**Aim of the task**.
Find each line below that contains the word "plate", and copy every such line in full.

[begin Dataset records]

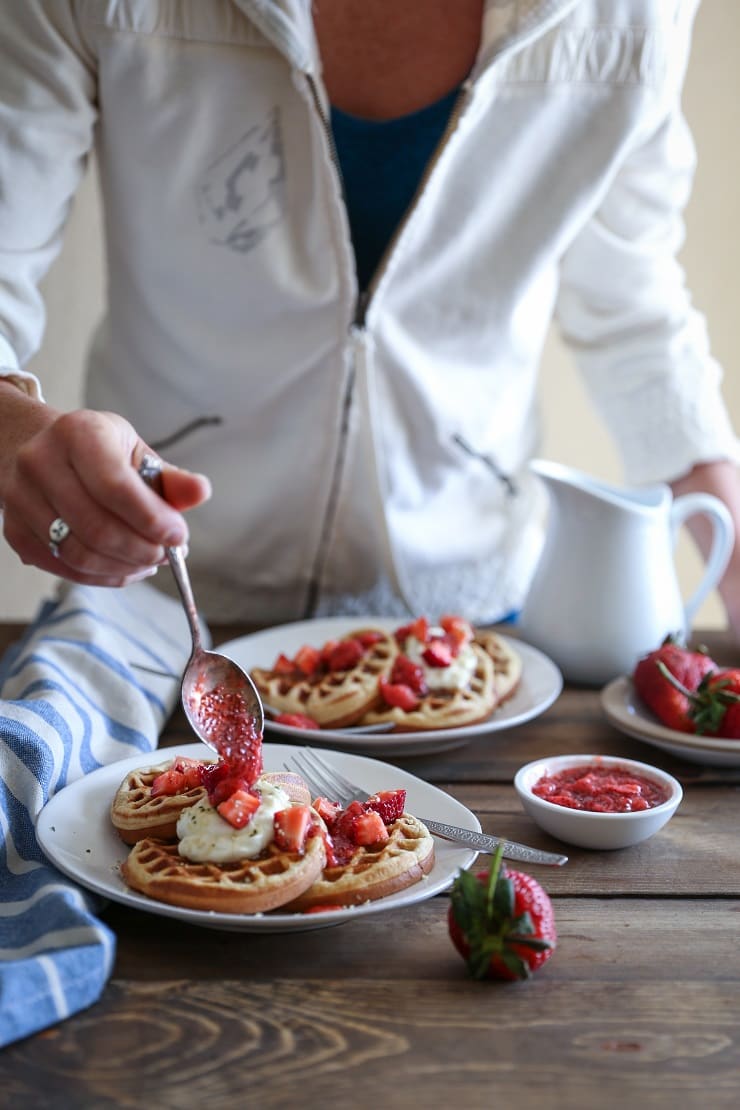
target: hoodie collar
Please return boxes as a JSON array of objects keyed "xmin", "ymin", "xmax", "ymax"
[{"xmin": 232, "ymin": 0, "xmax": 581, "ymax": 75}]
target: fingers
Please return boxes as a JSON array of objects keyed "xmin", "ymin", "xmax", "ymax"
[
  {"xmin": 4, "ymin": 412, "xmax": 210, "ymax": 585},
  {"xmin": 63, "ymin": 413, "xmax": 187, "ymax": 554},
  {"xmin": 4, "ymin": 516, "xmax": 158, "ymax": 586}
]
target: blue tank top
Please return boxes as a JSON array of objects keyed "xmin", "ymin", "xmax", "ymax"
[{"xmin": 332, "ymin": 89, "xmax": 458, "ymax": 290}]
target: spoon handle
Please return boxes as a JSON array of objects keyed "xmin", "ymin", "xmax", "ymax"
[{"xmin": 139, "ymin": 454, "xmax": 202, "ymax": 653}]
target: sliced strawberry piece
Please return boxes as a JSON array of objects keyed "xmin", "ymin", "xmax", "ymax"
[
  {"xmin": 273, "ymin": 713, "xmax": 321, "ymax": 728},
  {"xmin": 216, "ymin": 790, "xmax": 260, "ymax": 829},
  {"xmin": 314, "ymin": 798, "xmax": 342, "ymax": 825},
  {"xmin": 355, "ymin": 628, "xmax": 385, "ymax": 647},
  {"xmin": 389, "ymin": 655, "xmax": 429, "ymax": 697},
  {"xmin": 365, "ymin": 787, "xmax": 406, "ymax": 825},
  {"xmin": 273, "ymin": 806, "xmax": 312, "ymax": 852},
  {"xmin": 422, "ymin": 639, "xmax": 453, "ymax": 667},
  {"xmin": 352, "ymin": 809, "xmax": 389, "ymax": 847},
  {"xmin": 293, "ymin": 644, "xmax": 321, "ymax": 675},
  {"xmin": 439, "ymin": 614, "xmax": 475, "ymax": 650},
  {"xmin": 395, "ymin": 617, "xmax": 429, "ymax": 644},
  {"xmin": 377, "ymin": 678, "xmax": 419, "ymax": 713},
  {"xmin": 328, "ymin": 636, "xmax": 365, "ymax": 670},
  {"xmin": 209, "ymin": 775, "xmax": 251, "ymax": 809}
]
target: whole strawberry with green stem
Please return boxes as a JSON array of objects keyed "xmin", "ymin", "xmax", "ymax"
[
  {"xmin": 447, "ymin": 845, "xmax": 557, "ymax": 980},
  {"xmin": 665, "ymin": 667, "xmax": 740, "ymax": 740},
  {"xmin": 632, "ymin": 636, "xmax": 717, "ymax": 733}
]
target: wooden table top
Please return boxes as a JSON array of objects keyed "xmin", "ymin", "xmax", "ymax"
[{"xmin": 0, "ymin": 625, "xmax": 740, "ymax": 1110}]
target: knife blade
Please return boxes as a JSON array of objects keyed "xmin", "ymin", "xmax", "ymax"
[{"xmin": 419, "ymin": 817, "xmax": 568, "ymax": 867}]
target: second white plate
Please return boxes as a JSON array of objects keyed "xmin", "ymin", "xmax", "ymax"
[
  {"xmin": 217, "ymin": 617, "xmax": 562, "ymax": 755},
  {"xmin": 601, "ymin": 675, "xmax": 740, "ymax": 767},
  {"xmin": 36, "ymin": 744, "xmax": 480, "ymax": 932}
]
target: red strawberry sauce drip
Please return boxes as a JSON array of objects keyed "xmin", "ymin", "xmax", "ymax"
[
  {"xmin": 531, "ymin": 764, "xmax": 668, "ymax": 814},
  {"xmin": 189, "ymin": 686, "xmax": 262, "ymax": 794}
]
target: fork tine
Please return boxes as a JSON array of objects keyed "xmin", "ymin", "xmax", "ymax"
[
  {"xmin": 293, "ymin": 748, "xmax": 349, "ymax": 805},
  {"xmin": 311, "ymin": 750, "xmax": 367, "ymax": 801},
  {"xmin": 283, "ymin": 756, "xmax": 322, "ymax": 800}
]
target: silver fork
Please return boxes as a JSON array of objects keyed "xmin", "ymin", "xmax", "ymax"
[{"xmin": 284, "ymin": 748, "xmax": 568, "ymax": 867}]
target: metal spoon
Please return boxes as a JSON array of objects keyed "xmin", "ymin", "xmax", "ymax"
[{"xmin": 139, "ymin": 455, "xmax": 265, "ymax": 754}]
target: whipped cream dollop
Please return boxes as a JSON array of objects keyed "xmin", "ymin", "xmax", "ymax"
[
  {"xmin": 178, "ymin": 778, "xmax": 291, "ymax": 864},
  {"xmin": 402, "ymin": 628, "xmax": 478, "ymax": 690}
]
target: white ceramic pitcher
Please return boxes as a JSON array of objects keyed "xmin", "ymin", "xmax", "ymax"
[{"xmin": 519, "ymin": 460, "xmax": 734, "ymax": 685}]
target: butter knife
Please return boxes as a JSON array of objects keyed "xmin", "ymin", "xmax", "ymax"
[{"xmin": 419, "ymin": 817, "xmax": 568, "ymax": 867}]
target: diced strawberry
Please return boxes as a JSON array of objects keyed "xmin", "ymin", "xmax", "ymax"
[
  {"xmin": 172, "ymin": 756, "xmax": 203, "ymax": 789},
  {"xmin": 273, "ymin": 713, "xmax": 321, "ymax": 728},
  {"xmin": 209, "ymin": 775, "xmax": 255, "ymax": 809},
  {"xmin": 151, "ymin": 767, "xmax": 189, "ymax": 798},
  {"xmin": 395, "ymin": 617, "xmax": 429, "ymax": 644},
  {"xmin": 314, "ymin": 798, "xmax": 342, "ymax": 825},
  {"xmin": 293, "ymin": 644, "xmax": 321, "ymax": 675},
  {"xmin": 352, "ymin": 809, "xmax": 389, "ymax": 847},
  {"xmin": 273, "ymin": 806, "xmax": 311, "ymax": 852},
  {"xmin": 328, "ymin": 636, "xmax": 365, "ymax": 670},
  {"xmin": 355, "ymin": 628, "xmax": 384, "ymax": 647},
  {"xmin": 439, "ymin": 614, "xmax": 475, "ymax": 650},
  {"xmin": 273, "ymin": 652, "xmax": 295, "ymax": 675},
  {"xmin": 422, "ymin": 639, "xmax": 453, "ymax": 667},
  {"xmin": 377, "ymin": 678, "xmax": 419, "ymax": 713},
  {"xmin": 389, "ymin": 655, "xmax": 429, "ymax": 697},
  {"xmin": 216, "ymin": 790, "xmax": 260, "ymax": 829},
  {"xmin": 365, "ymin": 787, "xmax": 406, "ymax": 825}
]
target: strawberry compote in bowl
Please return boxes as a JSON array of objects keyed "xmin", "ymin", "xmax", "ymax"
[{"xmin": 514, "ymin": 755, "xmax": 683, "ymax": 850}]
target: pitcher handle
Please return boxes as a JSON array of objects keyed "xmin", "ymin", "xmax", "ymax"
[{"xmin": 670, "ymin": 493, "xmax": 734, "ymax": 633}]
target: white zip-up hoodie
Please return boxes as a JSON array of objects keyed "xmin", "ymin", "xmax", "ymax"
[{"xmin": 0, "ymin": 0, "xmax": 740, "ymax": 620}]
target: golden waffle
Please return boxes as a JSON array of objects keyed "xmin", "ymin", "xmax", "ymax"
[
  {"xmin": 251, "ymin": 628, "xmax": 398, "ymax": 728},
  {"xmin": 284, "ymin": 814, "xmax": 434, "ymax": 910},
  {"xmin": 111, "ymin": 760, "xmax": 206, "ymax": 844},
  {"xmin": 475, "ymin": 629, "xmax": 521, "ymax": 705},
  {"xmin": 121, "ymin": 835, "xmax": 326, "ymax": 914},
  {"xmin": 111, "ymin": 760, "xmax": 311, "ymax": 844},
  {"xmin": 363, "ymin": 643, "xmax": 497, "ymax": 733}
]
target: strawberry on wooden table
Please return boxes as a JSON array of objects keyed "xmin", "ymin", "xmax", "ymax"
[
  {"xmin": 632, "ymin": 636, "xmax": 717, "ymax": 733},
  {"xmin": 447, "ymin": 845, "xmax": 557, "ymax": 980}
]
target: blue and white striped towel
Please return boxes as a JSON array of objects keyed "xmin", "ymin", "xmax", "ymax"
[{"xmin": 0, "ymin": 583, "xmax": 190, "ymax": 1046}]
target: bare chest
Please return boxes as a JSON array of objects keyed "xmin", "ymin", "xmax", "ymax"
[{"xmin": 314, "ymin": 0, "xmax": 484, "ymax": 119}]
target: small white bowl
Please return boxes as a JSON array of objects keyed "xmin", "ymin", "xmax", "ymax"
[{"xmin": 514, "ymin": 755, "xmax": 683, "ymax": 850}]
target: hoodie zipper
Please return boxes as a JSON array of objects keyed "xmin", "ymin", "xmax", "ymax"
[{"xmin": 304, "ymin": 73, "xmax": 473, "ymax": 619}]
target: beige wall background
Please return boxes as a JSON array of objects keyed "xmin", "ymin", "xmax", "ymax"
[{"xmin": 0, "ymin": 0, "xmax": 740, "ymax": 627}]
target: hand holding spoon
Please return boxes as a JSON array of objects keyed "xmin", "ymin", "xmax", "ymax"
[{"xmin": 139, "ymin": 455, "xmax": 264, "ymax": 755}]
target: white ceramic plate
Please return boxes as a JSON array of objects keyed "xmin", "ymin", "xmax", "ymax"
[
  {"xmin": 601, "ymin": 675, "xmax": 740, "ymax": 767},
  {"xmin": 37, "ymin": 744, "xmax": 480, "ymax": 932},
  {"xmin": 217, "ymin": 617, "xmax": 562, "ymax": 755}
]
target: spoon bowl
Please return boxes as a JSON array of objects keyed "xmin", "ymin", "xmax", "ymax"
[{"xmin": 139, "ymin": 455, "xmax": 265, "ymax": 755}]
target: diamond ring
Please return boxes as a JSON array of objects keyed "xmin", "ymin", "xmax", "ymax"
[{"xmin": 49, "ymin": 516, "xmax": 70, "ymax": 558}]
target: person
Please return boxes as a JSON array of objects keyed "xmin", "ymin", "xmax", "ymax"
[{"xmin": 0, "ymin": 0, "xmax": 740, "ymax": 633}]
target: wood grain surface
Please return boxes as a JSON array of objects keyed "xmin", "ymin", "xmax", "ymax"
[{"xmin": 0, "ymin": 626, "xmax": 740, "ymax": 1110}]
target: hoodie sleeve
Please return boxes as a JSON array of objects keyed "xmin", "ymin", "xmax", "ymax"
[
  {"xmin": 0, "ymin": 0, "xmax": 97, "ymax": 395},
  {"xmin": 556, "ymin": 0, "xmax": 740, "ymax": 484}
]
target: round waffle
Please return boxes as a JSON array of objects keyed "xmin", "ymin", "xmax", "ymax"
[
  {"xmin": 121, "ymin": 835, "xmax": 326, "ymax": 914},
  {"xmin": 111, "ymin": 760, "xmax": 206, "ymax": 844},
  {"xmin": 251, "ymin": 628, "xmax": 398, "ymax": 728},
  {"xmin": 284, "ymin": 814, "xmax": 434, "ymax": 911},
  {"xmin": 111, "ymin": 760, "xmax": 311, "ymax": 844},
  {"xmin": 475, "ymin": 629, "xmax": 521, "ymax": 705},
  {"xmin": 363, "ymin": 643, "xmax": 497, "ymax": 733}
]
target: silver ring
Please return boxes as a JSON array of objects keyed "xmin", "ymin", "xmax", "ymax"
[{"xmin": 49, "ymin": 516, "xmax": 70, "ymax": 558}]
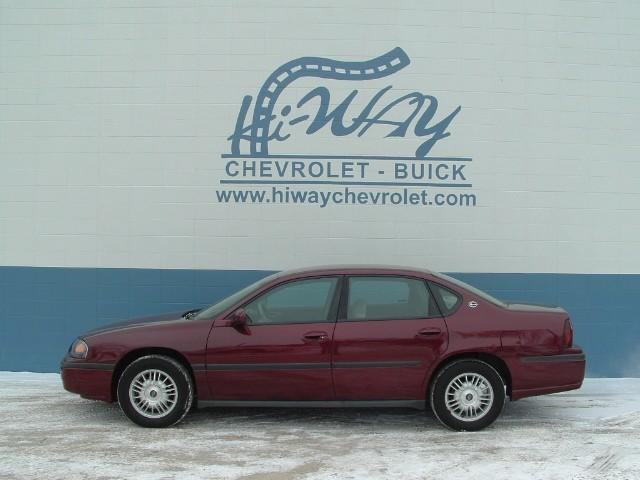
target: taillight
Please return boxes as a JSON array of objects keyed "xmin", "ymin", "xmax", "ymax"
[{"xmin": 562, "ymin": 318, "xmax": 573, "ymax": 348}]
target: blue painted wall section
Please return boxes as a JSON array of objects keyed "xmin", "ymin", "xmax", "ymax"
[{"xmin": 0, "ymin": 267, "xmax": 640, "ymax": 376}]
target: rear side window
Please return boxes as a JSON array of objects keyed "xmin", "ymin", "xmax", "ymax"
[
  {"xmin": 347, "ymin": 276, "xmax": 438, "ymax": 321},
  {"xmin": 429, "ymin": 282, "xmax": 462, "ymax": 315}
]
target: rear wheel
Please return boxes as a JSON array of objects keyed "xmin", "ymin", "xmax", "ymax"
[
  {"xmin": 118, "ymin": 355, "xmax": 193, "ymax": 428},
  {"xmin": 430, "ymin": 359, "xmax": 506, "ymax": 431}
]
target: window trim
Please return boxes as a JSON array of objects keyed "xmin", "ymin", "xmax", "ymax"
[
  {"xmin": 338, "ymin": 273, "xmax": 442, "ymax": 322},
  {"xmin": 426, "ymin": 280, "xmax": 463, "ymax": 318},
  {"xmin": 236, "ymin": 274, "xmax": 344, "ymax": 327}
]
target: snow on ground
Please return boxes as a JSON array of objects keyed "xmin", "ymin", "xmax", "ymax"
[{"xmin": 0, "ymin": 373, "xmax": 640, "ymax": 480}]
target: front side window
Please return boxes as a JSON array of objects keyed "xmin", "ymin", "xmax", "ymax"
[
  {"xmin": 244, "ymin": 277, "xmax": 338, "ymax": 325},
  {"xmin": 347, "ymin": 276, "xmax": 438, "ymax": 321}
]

[end Dataset records]

**Full solution**.
target: second white plate
target: white ceramic plate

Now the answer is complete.